═══ Given records

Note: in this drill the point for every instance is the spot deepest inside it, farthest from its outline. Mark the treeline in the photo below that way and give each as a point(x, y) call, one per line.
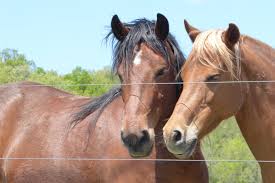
point(225, 143)
point(14, 67)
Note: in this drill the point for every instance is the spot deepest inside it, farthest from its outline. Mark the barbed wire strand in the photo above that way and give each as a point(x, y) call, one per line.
point(121, 84)
point(140, 159)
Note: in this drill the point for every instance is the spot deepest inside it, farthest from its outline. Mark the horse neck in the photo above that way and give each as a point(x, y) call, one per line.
point(256, 116)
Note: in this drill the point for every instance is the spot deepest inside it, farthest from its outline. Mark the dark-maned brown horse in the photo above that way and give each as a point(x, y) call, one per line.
point(223, 60)
point(35, 119)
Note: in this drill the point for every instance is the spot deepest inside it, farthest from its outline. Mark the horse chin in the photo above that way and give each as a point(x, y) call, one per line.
point(140, 152)
point(185, 153)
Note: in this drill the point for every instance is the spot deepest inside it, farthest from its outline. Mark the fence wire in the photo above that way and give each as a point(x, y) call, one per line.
point(149, 83)
point(139, 159)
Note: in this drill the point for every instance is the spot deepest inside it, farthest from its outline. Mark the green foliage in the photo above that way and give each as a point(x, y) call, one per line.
point(14, 67)
point(226, 142)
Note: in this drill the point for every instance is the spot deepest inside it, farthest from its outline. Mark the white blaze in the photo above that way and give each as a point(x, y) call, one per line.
point(191, 132)
point(137, 59)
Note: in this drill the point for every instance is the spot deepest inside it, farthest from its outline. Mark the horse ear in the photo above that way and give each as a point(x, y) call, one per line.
point(162, 27)
point(192, 31)
point(231, 36)
point(118, 29)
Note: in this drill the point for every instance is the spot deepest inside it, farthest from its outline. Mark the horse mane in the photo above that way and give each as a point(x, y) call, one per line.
point(210, 50)
point(141, 30)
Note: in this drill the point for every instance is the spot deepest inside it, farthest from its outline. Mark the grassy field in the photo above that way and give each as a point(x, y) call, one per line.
point(224, 143)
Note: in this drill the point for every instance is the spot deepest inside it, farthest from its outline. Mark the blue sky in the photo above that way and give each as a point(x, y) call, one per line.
point(60, 35)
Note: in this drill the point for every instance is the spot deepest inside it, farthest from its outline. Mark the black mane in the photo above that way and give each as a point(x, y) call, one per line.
point(141, 30)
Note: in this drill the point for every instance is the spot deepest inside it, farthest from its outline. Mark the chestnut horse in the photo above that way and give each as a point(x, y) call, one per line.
point(219, 81)
point(35, 120)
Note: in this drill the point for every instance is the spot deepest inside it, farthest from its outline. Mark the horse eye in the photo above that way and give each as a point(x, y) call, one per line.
point(120, 77)
point(214, 77)
point(160, 72)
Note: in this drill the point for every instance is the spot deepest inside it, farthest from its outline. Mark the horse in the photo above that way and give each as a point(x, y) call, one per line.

══════

What needs to be done:
The whole listing above should be restated word for word, minus any images.

Result below:
Note: in this drill the point for every instance is the spot deepest inside it, farthest from its outline. Mark the treeline in the photo below that way and give each as a point(x, y) call, one per line.
point(225, 143)
point(14, 67)
Note: in this drill the point for every instance is the spot deepest inside it, farthest from its outline. Mark the barbed wire strand in the photo above that way and give each as a point(x, y) call, one per line.
point(121, 84)
point(140, 159)
Note: in this drill the point for every instance is the spot deepest inside it, farthest from its outline. Mark the horse neck in the photo above that way and give each as a point(x, y) call, one per line.
point(256, 116)
Note: in this drill the point for every instance is the spot deepest inside it, farthest from its outline. Mark the dark-maned brown horse in the photo above that way and give each as a point(x, y) call, one per line.
point(223, 60)
point(35, 119)
Note: in this drill the point for every instance is the spot deepest inside it, farthest from its outline. Mark the horse chin in the photo above that way and give each as a point(x, y) call, one per line.
point(140, 152)
point(185, 153)
Note: in this drill the point for every instance is the spot deepest inside it, farthest from its outline. Mark the fence wire in the photo above that way and give each as a point(x, y) call, one per line.
point(149, 83)
point(139, 159)
Note: in this drill the point for every instance is the spot deepest inside it, farthest from its outline. Mark the green foliage in the photo above that way and give each as a point(x, y) call, one per line.
point(14, 67)
point(226, 142)
Note: in this drill the point for every instance is the spot deepest inside it, farthest from its outline. Mark the white blaze in the photo above that way and give each as a point(x, y) call, one per line.
point(191, 132)
point(137, 59)
Note: in this drill the point for every instance is the spot deepest inside it, farthest from its outline. Mark the horse ear in the photo above that way and give each as a point(x, y) call, one per line.
point(162, 27)
point(192, 31)
point(231, 36)
point(118, 29)
Note: in this drill the point for every instance is the spot deepest inside it, farthest from its outline. Mark the horse mane in the photo above that way and give each as a point(x, y) call, one per line.
point(210, 50)
point(141, 30)
Note: in this drill the point for every instance is the spot deepest inside it, farthest from its outline. Mark the grassy field in the photo above that way and give each as a point(x, y) call, one per line.
point(224, 143)
Note: in this drill the point for every instance is the spot deepest inside it, farthest from its outline. Mark the blue sky in the photo above that way and give each as a point(x, y) call, one per line.
point(60, 35)
Note: in this drill the point for every instance is the spot deepest inside it, farthest from its outline. Mark the black mane in the photo above that way and give each as a point(x, y) call, one per line.
point(141, 30)
Note: in this drill the point for every instance is the spot deepest inside it, farthest from its outline. Mark the chestnut horse in the photo above that way and give each as a point(x, y) call, one per line.
point(219, 81)
point(35, 120)
Note: in this drill the point for every instance is the spot deepest inside it, farthest from its outline. Mark the horse eye in the photo above that way and give each as a point(x, y) call, one per line.
point(120, 77)
point(214, 77)
point(160, 72)
Note: in this drill the point for every instance is the spot deepest inside it, farthest from its outline. Mark the horse in the photo above that way and give each as a point(x, y) call, one per line.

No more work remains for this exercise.